Picture shape labeling items =>
>>>>>
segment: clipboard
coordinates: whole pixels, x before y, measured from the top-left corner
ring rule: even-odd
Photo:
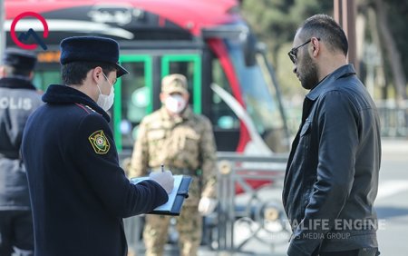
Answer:
[[[183,205],[184,199],[189,197],[189,188],[191,183],[192,178],[186,175],[173,175],[174,187],[171,192],[169,194],[169,200],[162,205],[160,205],[151,212],[146,214],[160,214],[160,215],[172,215],[179,216],[181,212],[181,206]],[[137,177],[131,178],[131,182],[137,184],[141,181],[150,180],[149,177]]]

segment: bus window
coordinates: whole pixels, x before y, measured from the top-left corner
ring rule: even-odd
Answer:
[[[212,83],[232,95],[229,83],[217,58],[213,58],[212,61]],[[211,94],[209,119],[214,130],[217,149],[234,152],[239,141],[239,119],[219,94],[216,93]]]

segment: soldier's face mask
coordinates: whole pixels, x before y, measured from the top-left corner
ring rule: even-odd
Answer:
[[[109,82],[108,77],[106,77],[106,75],[102,73],[103,77],[105,77],[106,82],[108,82],[109,85],[111,85],[111,92],[109,93],[108,95],[102,94],[101,88],[99,87],[99,84],[96,84],[96,86],[98,86],[99,89],[99,96],[98,96],[98,101],[96,102],[96,103],[102,107],[104,111],[108,111],[112,105],[113,104],[113,100],[114,100],[114,89],[113,89],[113,84],[111,84],[111,82]]]
[[[187,105],[187,101],[180,94],[170,94],[164,101],[167,110],[173,113],[181,113]]]

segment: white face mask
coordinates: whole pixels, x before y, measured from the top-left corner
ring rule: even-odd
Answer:
[[[180,113],[187,105],[187,101],[180,94],[169,95],[164,105],[172,113]]]
[[[100,107],[102,107],[104,111],[108,111],[113,104],[115,94],[113,92],[114,91],[113,85],[111,84],[111,82],[109,82],[108,77],[106,77],[106,75],[103,73],[102,74],[105,77],[106,81],[108,82],[109,85],[111,85],[111,92],[109,93],[109,95],[102,94],[101,88],[99,87],[98,84],[96,84],[96,86],[98,86],[99,89],[99,96],[96,103]]]

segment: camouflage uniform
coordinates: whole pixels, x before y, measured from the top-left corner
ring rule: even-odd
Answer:
[[[171,117],[166,108],[146,116],[139,128],[130,176],[145,176],[161,163],[173,174],[193,177],[189,197],[177,217],[180,255],[197,255],[201,241],[201,197],[216,195],[216,146],[209,121],[187,106],[180,116]],[[202,190],[200,189],[202,184]],[[170,216],[147,215],[143,238],[146,255],[162,255]]]

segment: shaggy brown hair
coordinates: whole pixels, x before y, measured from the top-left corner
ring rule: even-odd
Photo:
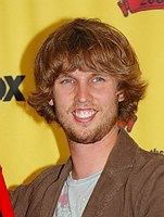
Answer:
[[[48,37],[36,56],[36,92],[29,104],[48,122],[56,120],[55,107],[49,105],[54,80],[60,73],[77,68],[113,76],[125,94],[118,120],[128,123],[134,117],[147,87],[137,56],[122,33],[99,20],[76,18]]]

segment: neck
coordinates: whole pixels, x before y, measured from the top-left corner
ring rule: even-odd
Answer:
[[[117,133],[118,128],[115,125],[102,140],[96,143],[81,144],[68,141],[74,179],[83,179],[103,169],[115,144]]]

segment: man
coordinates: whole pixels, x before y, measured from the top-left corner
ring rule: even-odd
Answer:
[[[147,87],[127,39],[77,18],[45,41],[35,78],[29,104],[63,127],[71,158],[11,192],[15,216],[164,216],[164,157],[118,127],[134,118]]]

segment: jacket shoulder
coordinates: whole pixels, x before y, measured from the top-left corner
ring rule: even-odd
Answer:
[[[41,171],[29,184],[21,184],[14,191],[9,191],[13,207],[24,200],[30,201],[33,195],[46,191],[49,184],[55,181],[64,165],[51,166]]]

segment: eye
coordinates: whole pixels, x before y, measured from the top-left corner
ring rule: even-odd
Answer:
[[[92,81],[93,81],[93,82],[103,82],[103,81],[104,81],[104,78],[102,78],[102,77],[94,77],[94,78],[92,79]]]

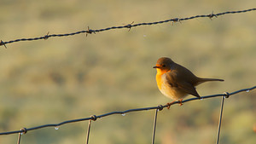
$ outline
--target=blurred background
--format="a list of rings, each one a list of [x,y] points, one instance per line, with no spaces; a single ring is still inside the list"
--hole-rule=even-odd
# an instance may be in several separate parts
[[[1,0],[0,39],[153,22],[242,10],[256,1]],[[195,75],[224,78],[197,87],[203,96],[255,85],[256,12],[96,34],[19,42],[0,48],[0,132],[154,107],[172,100],[158,90],[158,58],[167,56]],[[256,91],[225,101],[220,141],[256,141]],[[190,98],[192,96],[189,96]],[[159,112],[156,143],[215,143],[221,98],[195,101]],[[154,111],[92,123],[90,143],[150,143]],[[22,135],[21,143],[84,143],[88,121]],[[1,135],[15,143],[18,135]]]

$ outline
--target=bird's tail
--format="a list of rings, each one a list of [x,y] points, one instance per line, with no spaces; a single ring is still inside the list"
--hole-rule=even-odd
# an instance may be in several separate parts
[[[224,81],[224,79],[218,79],[218,78],[198,78],[198,83],[196,84],[196,85],[201,84],[202,83],[205,82],[210,82],[210,81],[219,81],[219,82],[223,82]]]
<<<<<
Given problem => Write out each line again precisely as it appears, skipping every picture.

Full solution =>
segment: clipboard
coordinates: whole pixels, x before y, measured from the top-left corner
ring rule: even-odd
Photo:
Answer:
[[[183,205],[184,199],[189,197],[189,188],[191,183],[192,178],[186,175],[173,175],[174,187],[171,192],[169,194],[169,200],[162,205],[160,205],[151,212],[146,214],[160,214],[160,215],[172,215],[179,216],[181,212],[181,206]],[[137,177],[131,178],[131,182],[137,184],[141,181],[150,180],[149,177]]]

segment: bus window
coordinates: whole pixels, x before y, measured from the top-left corner
ring rule: even-odd
Answer:
[[[212,83],[232,95],[229,83],[217,58],[213,58],[212,61]],[[211,94],[209,119],[214,130],[217,149],[234,152],[239,141],[239,119],[219,94],[216,93]]]

segment: soldier's face mask
coordinates: whole pixels, x before y, measured from the top-left corner
ring rule: even-odd
Answer:
[[[109,82],[108,77],[106,77],[106,75],[102,73],[103,77],[105,77],[106,82],[108,82],[109,85],[111,85],[111,92],[109,93],[108,95],[102,94],[101,88],[99,87],[99,84],[96,84],[96,86],[98,86],[99,89],[99,96],[98,96],[98,101],[96,102],[96,103],[102,107],[104,111],[108,111],[112,105],[113,104],[113,100],[114,100],[114,89],[113,89],[113,84],[111,84],[111,82]]]
[[[187,105],[187,101],[180,94],[170,94],[164,101],[167,110],[173,113],[181,113]]]

segment: white face mask
coordinates: whole pixels, x before y, measured from the top-left corner
ring rule: even-odd
Answer:
[[[180,113],[187,105],[187,101],[180,94],[169,95],[164,105],[172,113]]]
[[[100,107],[102,107],[104,111],[108,111],[113,104],[115,94],[113,92],[114,91],[113,85],[111,84],[111,82],[109,82],[108,77],[106,77],[106,75],[103,73],[102,74],[105,77],[106,81],[108,82],[109,85],[111,85],[111,92],[109,93],[109,95],[102,94],[101,88],[99,87],[98,84],[96,84],[96,86],[98,86],[99,89],[99,96],[96,103]]]

segment: camouflage uniform
coordinates: whole pixels, x before y, measured from the top-left corner
ring rule: even-odd
Answer:
[[[171,117],[166,108],[146,116],[139,128],[130,176],[145,176],[161,163],[173,174],[193,177],[189,197],[177,217],[180,255],[197,255],[201,241],[201,197],[216,195],[216,146],[209,121],[187,106],[180,116]],[[202,190],[200,189],[202,184]],[[170,216],[147,215],[143,238],[146,255],[162,255]]]

segment: shaggy brown hair
coordinates: whole pixels, x before y, measured from the top-left corner
ring rule: even-odd
Photo:
Answer:
[[[48,37],[36,56],[36,92],[29,104],[48,122],[56,120],[55,107],[49,105],[54,80],[60,73],[77,68],[113,76],[125,94],[118,120],[128,123],[134,117],[147,87],[137,56],[122,33],[99,20],[76,18]]]

segment: neck
coordinates: whole pixels, x before y, measured from the top-left corner
ring rule: even-odd
Answer:
[[[117,133],[118,128],[115,125],[102,140],[96,143],[81,144],[68,141],[74,179],[83,179],[103,169],[115,144]]]

segment: man
coordinates: whole pixels, x before y, measured from the top-left corner
ring rule: even-odd
Answer:
[[[147,87],[127,39],[77,18],[45,41],[35,78],[29,104],[63,127],[71,158],[11,192],[15,216],[164,216],[164,157],[118,127],[134,118]]]

segment: jacket shoulder
coordinates: whole pixels, x before y, measured from the top-left corner
ring rule: even-odd
Answer:
[[[41,171],[29,184],[21,184],[14,191],[9,191],[13,207],[24,200],[30,201],[33,195],[46,191],[49,184],[55,181],[64,165],[51,166]]]

segment: eye
coordinates: whole pixels, x before y, measured from the top-left corner
ring rule: even-odd
Answer:
[[[92,81],[93,81],[93,82],[103,82],[103,81],[104,81],[104,78],[102,78],[102,77],[94,77],[94,78],[92,79]]]

$ outline
--target=blurred background
--format="a list of rings, each one a list of [x,y] points, one instance per line, with no spaces; a single ring is still inside the list"
--hole-rule=even-odd
# an instance may be in several separate parts
[[[1,0],[0,39],[153,22],[242,10],[256,1]],[[195,75],[224,78],[197,87],[203,96],[255,85],[256,12],[96,34],[19,42],[0,48],[0,132],[154,107],[172,100],[158,90],[158,58],[167,56]],[[256,91],[225,101],[220,141],[256,141]],[[190,98],[192,96],[189,96]],[[159,112],[156,143],[215,143],[221,98],[195,101]],[[154,111],[92,123],[90,143],[150,143]],[[22,135],[21,143],[84,143],[88,121]],[[1,135],[15,143],[18,135]]]

$ outline
--target=bird's tail
--format="a list of rings, each one a list of [x,y] points, one instance per line, with no spaces; a single ring is still inside the list"
--hole-rule=even-odd
# an instance may be in several separate parts
[[[224,81],[224,79],[218,79],[218,78],[198,78],[198,83],[196,84],[196,85],[201,84],[202,83],[205,82],[210,82],[210,81],[219,81],[219,82],[223,82]]]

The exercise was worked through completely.